# [Exercise description]
Convert the lines that start at the one containing "The available prompts" and stop after the one containing "box: [74, 83, 83, 99]" into a Markdown table with the columns Row and Line. Skip any blank lines, and include no other lines.

# [Excerpted data]
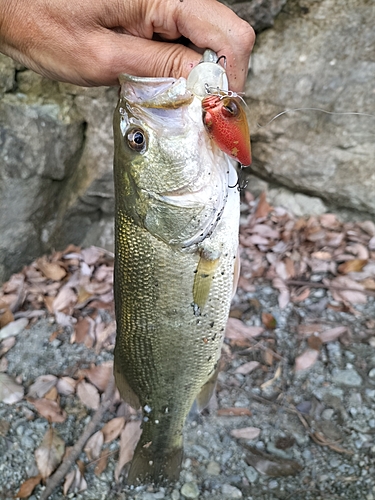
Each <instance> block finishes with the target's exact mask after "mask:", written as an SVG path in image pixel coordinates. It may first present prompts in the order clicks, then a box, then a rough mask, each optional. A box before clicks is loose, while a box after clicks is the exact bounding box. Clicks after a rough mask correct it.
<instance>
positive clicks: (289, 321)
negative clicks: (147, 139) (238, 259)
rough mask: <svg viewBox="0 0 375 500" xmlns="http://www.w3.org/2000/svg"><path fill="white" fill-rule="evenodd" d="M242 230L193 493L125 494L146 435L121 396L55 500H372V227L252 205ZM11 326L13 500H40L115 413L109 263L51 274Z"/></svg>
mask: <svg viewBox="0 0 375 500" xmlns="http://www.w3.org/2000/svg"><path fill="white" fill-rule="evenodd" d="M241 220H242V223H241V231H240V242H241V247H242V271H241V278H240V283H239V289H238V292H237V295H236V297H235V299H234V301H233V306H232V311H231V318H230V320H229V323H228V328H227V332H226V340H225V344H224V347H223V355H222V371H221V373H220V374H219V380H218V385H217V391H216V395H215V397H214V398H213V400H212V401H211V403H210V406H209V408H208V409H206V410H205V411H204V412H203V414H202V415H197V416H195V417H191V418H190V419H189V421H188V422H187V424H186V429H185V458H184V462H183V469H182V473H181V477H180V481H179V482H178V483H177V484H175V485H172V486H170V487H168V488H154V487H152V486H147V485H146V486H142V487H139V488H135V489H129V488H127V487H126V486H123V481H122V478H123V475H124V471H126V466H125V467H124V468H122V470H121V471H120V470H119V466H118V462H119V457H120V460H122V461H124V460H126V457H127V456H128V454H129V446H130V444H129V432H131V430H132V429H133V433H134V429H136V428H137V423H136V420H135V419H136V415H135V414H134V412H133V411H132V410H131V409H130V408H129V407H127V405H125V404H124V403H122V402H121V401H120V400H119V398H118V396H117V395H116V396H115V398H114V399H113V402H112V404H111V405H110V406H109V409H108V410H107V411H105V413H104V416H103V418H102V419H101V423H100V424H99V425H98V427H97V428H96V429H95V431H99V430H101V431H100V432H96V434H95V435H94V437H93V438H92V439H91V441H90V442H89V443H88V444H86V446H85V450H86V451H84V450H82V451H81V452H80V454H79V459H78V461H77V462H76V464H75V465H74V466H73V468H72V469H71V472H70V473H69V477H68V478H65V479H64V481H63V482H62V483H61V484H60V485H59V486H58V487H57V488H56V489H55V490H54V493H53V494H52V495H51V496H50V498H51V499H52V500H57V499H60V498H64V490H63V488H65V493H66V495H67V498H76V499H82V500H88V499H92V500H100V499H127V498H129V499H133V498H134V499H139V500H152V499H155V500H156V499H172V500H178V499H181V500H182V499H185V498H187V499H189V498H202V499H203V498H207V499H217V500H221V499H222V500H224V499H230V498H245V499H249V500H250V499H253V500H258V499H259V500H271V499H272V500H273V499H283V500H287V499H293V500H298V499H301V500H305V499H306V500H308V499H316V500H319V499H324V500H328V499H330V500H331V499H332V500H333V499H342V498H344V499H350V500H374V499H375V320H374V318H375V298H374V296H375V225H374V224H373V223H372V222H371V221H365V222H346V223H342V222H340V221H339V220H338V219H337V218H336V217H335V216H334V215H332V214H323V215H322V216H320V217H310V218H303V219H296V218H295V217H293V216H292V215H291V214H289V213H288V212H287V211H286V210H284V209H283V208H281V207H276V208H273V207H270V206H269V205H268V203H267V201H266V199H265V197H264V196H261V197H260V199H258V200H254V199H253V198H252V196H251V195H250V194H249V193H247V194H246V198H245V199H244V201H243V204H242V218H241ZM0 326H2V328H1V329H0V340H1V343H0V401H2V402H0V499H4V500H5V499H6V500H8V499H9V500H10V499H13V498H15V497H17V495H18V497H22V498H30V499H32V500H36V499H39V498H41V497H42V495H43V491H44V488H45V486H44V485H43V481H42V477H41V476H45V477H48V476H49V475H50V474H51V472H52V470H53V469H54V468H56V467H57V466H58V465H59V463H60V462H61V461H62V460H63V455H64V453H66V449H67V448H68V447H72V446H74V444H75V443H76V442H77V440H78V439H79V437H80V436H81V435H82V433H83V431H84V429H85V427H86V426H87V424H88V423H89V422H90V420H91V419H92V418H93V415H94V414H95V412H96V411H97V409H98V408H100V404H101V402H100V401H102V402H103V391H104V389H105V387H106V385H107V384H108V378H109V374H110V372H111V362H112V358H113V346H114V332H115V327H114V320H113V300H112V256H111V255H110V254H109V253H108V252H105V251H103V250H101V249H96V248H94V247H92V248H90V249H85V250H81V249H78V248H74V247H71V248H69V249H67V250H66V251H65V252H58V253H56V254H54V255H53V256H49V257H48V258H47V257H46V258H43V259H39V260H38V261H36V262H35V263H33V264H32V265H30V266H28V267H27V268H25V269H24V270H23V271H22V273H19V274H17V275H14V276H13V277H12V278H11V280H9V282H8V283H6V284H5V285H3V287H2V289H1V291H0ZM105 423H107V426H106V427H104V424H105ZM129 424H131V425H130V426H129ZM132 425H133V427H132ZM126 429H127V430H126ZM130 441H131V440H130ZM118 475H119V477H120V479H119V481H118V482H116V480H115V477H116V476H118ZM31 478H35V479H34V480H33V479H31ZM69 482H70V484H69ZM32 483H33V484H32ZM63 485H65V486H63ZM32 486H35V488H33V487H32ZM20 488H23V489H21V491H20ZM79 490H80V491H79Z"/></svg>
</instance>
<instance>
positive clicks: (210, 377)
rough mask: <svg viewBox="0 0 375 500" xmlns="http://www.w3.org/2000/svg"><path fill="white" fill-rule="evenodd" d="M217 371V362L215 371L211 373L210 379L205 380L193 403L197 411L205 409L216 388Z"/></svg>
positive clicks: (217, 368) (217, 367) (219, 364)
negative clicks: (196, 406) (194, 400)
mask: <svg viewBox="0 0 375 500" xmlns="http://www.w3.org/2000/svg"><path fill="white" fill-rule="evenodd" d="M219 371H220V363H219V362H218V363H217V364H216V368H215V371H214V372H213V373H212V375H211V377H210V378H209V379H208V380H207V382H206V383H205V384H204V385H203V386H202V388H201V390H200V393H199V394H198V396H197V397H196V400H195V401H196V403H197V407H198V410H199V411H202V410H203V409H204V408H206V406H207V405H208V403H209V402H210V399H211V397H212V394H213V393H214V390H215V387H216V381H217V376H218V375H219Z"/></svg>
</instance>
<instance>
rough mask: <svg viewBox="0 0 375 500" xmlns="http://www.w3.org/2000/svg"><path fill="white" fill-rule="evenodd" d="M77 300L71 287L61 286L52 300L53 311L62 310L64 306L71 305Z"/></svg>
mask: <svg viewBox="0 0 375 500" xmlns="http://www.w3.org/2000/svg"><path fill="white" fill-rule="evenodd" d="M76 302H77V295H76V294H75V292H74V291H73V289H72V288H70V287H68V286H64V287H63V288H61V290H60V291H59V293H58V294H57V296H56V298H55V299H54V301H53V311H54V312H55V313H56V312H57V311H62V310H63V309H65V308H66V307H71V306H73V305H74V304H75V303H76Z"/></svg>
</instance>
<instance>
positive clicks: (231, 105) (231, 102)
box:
...
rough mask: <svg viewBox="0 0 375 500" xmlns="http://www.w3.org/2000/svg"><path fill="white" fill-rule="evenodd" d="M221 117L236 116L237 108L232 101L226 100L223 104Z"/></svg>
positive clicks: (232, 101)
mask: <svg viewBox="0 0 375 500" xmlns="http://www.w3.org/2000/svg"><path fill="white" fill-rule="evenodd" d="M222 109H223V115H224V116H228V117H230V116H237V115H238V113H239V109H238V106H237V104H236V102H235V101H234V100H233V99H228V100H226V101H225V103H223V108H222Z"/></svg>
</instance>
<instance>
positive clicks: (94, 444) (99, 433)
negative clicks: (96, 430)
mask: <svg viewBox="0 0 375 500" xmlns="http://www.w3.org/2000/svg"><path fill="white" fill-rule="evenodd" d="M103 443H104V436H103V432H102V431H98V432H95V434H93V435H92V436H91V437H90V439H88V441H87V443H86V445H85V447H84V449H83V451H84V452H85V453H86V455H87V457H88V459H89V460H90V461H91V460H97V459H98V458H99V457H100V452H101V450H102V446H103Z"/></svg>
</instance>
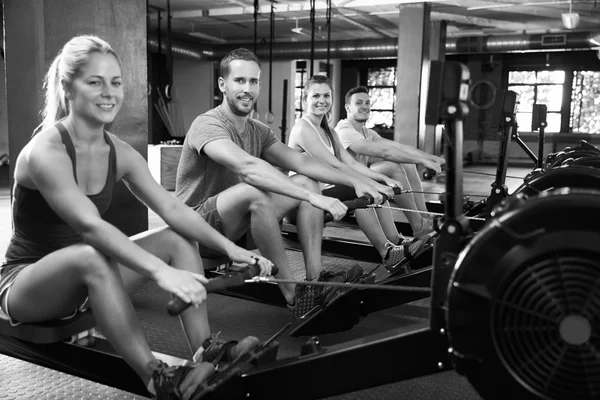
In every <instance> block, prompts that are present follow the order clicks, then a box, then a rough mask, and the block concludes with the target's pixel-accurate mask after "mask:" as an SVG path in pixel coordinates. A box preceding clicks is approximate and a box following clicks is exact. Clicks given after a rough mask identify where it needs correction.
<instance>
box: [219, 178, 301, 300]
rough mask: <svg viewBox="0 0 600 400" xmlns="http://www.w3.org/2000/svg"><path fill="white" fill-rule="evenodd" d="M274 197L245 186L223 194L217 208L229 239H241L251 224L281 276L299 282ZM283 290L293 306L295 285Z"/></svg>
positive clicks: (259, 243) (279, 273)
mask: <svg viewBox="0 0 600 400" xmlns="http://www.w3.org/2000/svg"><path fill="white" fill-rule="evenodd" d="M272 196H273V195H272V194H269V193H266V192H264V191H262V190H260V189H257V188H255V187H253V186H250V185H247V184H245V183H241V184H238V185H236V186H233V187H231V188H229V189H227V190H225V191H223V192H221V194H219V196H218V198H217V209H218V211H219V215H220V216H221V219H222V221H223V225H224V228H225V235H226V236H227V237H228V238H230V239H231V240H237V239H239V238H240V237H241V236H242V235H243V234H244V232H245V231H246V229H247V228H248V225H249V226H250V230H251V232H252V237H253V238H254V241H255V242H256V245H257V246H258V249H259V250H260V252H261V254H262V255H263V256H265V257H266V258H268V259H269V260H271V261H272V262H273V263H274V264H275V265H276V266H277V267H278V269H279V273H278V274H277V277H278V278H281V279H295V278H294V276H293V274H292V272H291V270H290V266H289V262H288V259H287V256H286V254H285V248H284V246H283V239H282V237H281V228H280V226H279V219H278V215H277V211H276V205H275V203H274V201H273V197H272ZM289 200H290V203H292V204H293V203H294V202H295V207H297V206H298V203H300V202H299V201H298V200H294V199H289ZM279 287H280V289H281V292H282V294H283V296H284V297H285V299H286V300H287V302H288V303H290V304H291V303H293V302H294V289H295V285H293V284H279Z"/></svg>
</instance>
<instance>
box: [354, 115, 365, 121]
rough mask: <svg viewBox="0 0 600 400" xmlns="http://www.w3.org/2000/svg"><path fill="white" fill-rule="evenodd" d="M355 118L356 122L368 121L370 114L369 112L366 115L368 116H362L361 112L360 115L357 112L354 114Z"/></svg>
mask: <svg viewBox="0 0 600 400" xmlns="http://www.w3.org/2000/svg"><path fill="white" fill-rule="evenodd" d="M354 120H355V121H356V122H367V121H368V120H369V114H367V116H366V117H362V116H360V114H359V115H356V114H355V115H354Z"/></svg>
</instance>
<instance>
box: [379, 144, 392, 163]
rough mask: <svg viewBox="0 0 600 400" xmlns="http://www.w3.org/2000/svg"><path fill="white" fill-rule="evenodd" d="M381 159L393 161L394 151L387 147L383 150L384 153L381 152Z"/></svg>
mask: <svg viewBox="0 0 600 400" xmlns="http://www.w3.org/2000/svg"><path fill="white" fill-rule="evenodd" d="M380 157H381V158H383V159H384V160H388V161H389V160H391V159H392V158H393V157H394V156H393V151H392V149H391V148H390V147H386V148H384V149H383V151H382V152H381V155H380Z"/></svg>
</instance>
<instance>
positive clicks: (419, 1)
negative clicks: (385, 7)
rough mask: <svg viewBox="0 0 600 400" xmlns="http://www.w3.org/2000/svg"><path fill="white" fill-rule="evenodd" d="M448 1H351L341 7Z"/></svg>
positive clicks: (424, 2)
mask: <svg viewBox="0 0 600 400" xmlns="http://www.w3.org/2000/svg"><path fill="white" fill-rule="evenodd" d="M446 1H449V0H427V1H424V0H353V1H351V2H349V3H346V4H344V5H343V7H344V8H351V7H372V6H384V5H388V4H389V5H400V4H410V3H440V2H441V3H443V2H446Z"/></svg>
==
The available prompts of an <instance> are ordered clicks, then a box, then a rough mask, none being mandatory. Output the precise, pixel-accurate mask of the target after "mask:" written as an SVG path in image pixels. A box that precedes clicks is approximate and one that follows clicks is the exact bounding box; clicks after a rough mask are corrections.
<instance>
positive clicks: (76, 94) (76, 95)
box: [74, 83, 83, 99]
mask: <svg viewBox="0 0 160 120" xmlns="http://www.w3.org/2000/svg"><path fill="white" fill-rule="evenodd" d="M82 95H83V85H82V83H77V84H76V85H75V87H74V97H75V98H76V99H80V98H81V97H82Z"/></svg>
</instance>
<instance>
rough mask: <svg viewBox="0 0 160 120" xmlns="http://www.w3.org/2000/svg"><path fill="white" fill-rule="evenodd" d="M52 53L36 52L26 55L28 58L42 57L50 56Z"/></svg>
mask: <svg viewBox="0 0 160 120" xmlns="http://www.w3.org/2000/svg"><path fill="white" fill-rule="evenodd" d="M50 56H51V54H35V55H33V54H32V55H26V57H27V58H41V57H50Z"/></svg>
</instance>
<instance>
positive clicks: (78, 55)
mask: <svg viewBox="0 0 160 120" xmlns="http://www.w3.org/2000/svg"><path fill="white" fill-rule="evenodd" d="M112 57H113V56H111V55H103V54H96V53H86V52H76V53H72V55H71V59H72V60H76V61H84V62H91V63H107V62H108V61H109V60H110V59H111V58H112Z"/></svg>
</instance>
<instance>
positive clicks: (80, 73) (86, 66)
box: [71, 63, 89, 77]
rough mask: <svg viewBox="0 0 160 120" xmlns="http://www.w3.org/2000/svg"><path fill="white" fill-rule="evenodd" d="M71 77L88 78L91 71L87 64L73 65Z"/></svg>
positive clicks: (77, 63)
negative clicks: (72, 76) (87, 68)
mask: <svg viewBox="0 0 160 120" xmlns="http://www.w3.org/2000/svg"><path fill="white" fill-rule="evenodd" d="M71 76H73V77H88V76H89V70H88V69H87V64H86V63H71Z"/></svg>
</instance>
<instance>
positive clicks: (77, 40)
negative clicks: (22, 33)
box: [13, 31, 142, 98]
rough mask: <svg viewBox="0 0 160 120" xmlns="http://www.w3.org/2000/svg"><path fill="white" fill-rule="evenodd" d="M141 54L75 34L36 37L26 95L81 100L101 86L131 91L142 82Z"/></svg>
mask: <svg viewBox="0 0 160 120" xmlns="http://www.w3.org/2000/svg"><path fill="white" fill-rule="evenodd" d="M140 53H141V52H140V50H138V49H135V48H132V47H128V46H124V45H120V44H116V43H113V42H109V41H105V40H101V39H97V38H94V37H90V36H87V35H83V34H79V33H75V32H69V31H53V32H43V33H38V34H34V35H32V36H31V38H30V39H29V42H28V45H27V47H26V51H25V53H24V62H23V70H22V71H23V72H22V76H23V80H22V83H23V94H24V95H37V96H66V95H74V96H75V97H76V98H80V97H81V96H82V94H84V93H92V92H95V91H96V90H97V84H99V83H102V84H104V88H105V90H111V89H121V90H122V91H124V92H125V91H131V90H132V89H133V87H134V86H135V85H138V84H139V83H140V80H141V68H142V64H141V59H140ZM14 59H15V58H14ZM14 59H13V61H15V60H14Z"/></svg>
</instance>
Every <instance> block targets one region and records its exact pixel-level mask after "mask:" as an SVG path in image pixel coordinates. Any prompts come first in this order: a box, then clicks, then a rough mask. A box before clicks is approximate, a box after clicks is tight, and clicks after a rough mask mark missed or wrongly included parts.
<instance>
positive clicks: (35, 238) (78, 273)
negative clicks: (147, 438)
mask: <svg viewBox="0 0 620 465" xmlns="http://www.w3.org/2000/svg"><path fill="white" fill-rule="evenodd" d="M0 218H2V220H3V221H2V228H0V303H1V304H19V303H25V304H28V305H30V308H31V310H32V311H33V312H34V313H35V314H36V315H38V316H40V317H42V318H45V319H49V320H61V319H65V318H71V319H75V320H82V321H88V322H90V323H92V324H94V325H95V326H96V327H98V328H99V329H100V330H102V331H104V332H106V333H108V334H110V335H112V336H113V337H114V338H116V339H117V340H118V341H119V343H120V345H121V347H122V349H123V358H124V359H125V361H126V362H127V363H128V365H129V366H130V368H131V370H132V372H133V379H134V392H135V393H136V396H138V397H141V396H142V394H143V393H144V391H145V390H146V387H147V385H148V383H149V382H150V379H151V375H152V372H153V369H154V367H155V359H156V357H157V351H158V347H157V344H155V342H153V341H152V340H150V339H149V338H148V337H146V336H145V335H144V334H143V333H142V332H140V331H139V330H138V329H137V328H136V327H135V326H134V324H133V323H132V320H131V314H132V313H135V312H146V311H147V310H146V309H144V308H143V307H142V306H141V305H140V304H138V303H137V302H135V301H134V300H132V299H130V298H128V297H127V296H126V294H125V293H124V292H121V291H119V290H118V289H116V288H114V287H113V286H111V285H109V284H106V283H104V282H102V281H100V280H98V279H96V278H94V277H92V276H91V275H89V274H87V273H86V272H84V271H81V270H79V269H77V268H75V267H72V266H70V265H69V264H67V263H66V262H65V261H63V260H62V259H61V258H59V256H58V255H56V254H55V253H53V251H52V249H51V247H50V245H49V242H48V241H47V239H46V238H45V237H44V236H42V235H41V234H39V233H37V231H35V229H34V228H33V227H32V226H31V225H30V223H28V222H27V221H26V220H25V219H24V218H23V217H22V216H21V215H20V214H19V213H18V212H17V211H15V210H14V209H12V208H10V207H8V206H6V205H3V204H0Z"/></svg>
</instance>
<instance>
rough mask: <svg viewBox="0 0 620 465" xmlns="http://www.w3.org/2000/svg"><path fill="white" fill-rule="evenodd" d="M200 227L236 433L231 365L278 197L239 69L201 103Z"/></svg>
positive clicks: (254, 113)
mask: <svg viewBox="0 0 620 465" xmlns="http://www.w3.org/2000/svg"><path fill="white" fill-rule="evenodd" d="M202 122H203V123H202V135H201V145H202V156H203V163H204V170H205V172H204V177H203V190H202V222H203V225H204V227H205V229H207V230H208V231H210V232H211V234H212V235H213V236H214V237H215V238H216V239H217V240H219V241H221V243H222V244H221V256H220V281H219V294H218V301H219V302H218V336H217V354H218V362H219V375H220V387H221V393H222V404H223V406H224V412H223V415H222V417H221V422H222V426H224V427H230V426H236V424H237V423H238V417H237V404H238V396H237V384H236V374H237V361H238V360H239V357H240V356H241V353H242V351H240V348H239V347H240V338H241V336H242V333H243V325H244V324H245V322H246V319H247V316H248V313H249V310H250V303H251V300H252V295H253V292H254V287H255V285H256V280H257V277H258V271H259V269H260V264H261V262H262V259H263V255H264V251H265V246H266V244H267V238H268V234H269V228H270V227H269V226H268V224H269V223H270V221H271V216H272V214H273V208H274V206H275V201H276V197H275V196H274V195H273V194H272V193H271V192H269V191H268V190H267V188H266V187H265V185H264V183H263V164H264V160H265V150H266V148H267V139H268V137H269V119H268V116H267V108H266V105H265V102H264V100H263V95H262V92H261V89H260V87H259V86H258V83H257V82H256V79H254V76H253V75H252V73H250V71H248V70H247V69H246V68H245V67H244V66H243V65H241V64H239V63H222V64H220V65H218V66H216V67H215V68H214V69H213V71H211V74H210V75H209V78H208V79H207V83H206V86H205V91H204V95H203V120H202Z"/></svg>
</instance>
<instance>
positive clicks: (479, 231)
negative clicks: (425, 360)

# [Answer box]
| Row | Line |
|---|---|
| 1 | The available prompts of an <instance> are ordered clicks, then a box, then a rough mask, none being mandatory. Output the precise, pixel-accurate mask of the target after "mask:" written as an SVG path in image pixels. A box that precedes clicks is approximate and one that follows clicks is the exact bounding box; clicks after a rough mask are corrections. |
| 2 | <instance> |
| 3 | positive clicks: (76, 94) (76, 95) |
| 4 | box: [74, 83, 83, 99] |